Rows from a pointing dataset
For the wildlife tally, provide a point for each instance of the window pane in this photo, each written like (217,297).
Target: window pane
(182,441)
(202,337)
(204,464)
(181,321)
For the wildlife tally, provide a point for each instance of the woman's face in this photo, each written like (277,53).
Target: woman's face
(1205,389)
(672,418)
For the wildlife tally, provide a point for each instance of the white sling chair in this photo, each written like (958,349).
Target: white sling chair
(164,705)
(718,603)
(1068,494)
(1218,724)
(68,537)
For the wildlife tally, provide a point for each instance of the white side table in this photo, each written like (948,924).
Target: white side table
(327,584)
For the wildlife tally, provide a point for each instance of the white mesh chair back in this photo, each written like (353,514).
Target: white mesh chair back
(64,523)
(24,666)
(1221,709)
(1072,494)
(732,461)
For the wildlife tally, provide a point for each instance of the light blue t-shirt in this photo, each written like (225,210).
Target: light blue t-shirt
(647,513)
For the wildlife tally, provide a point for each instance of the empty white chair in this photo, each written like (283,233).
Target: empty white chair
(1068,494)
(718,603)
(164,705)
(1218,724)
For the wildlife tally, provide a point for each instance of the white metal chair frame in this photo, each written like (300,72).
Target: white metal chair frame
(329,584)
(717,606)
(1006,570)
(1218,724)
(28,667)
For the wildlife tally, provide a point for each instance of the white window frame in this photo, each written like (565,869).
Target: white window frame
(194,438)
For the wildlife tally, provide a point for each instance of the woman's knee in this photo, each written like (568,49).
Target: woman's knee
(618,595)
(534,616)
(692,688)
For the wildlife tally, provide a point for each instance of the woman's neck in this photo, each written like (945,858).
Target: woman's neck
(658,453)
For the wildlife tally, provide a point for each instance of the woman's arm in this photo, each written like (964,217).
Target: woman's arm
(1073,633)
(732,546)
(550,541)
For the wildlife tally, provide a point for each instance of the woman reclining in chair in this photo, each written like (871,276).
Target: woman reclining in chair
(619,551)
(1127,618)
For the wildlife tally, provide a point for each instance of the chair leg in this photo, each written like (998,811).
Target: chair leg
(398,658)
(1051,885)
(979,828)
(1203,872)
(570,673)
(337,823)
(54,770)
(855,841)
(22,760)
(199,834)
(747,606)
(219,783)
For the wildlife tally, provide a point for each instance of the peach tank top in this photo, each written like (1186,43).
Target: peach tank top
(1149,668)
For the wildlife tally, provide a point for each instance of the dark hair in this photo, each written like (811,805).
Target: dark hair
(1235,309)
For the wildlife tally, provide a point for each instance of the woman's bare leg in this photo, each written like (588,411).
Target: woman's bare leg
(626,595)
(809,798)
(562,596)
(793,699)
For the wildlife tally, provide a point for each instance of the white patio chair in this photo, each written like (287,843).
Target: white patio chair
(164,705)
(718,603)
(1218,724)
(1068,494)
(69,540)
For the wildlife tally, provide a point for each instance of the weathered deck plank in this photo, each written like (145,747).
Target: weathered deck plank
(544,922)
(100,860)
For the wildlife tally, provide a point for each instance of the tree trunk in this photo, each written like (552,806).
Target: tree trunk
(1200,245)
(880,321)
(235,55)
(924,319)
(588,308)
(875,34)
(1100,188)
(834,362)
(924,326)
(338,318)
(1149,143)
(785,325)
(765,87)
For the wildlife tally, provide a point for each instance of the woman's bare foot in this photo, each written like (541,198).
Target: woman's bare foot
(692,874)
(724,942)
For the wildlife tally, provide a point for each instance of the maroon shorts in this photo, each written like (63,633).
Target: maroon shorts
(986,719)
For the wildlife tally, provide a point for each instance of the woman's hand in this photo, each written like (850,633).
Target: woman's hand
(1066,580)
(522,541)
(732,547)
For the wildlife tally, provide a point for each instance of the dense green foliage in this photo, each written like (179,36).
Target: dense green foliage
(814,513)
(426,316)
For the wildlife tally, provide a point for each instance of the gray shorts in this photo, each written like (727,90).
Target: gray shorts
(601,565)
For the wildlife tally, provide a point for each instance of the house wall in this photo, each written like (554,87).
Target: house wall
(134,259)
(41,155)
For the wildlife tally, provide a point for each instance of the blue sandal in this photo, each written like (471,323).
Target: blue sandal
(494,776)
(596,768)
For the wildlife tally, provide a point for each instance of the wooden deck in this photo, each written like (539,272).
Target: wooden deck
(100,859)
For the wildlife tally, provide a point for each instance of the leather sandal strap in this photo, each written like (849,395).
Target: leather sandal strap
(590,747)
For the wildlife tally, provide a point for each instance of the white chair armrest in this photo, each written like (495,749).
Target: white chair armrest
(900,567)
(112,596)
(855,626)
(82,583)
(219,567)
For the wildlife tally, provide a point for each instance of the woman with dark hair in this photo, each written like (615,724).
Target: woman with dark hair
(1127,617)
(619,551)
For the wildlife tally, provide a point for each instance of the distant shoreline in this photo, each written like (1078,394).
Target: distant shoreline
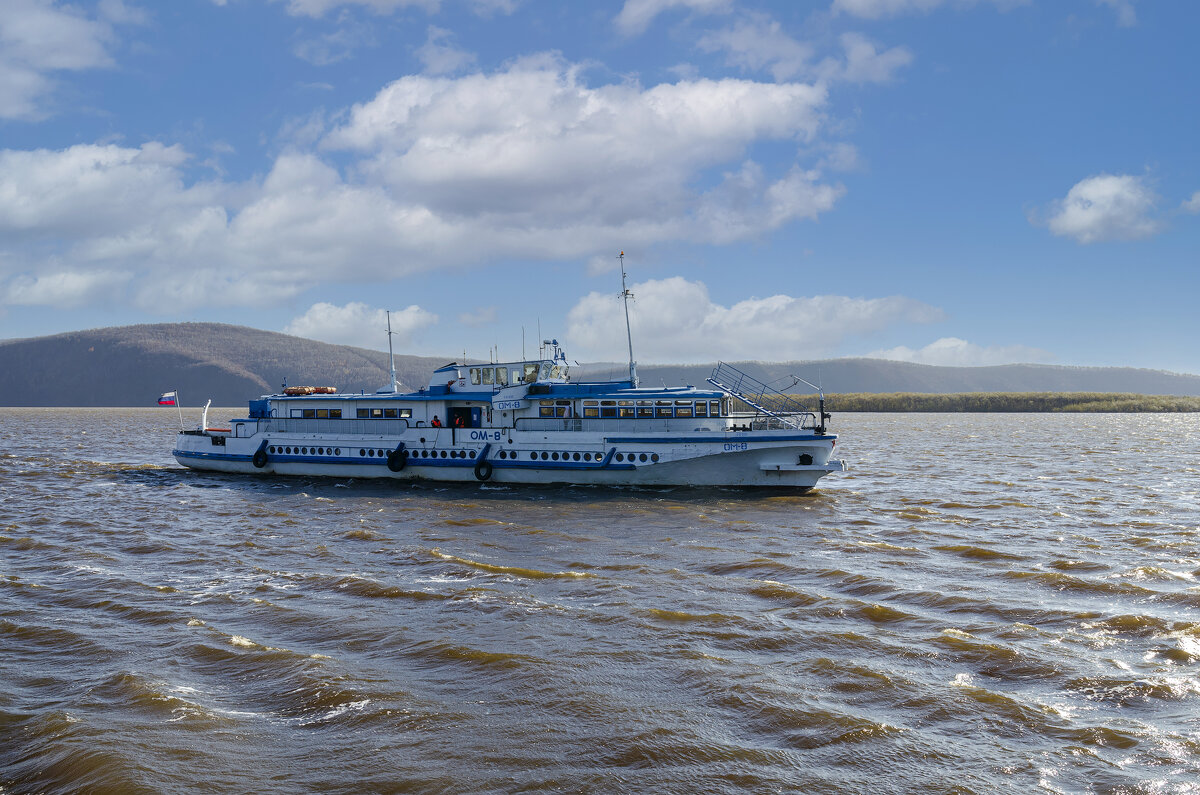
(1048,402)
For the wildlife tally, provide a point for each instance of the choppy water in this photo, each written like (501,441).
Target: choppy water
(984,603)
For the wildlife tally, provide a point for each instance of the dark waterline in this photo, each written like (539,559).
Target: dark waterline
(984,603)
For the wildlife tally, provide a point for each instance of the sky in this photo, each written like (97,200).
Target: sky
(942,181)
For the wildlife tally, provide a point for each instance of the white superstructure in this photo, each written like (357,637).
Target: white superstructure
(527,422)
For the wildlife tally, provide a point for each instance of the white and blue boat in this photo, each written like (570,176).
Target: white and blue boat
(528,422)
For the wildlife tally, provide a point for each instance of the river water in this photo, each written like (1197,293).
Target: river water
(983,603)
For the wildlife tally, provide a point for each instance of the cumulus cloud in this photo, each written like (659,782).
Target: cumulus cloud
(1107,207)
(951,351)
(756,42)
(39,39)
(1127,17)
(359,324)
(437,173)
(675,320)
(881,9)
(637,15)
(438,55)
(64,288)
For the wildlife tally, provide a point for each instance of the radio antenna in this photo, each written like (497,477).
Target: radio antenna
(629,335)
(391,357)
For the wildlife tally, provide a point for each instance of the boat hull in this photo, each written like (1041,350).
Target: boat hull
(767,459)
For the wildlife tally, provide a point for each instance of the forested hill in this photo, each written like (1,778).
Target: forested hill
(883,376)
(132,365)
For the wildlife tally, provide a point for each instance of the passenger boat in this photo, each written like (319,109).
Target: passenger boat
(529,422)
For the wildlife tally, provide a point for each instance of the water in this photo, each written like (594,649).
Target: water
(984,603)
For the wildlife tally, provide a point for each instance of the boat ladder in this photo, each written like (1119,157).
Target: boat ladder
(789,410)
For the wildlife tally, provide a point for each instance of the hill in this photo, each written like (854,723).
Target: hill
(131,365)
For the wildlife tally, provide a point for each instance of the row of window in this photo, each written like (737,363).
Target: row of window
(528,372)
(466,454)
(633,408)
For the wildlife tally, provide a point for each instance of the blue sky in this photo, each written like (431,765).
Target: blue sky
(948,181)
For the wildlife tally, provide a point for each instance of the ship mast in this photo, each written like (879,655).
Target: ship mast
(391,358)
(629,335)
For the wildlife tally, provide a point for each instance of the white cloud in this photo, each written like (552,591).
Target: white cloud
(359,324)
(438,57)
(675,320)
(637,15)
(951,351)
(865,64)
(40,37)
(319,7)
(881,9)
(756,42)
(439,173)
(1127,17)
(1105,208)
(481,316)
(64,288)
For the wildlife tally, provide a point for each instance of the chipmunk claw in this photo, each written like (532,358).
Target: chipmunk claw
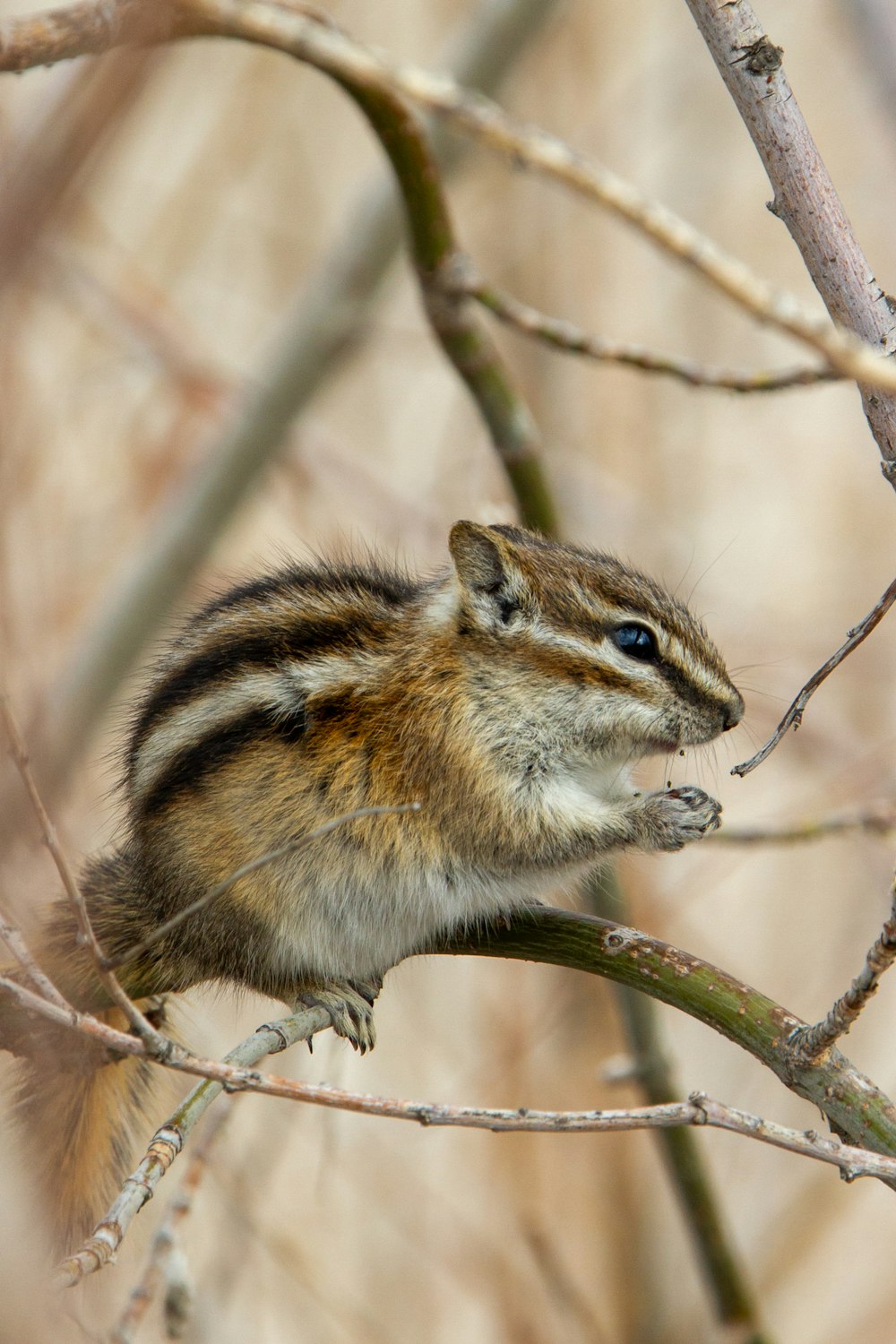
(676,817)
(351,1008)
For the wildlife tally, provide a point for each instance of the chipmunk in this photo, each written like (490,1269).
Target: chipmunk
(508,696)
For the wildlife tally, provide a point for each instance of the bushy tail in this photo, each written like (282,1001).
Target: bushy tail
(80,1112)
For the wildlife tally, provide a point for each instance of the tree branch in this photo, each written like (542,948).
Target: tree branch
(794,715)
(813,1042)
(565,336)
(805,196)
(287,30)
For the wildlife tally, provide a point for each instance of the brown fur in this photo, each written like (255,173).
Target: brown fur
(497,695)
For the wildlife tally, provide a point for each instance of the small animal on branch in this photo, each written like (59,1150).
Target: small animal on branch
(505,696)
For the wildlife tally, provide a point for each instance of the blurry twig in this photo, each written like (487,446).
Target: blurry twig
(62,144)
(793,718)
(805,199)
(168,1142)
(452,314)
(276,26)
(166,1236)
(810,1042)
(879,820)
(325,324)
(271,24)
(565,336)
(156,1045)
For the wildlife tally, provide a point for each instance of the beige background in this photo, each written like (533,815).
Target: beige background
(187,247)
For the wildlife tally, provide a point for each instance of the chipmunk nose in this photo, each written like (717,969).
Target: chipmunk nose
(732,712)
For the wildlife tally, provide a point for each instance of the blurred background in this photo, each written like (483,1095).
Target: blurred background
(160,292)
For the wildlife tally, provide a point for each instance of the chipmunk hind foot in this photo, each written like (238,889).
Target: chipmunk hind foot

* [Exercise aim] Write out exactly the final stretch of the records: the line containing "written like (255,173)." and every line after it, through the last, and nothing else.

* [Complete response]
For the wildlife tally, provide a point for each instance of the brown fur in this photo, each written like (255,173).
Target: brown fur
(497,695)
For the wildlife tally, provide a point for each instance of the small animal on branch in this photo, each written like (59,1150).
Target: small animal on branch
(505,696)
For the wildlife tally, provide a point for each instance of the blurry twig in this photo, each written like (487,446).
Target: blurry twig
(62,144)
(793,718)
(805,199)
(168,1142)
(452,314)
(276,26)
(166,1236)
(810,1042)
(879,820)
(325,324)
(271,24)
(565,336)
(156,1045)
For the wildlife tally, provide a point for each instance of the beige background in this photo, each written like (533,815).
Target: beige background
(187,247)
For the wildlife tally, provide a point for each instance of the chipmunk nose in this photo, each written like (717,969).
Target: chipmunk nose
(732,712)
For the wildlife tally, provide a point for each instance of the blurred background in this photo, each written like (483,1095).
Target: blurred background
(160,292)
For the wildlife tally, provide a point for each instance of the chipmunk hind foot in this photo, each written like (238,889).
Target: chipmunk hind foot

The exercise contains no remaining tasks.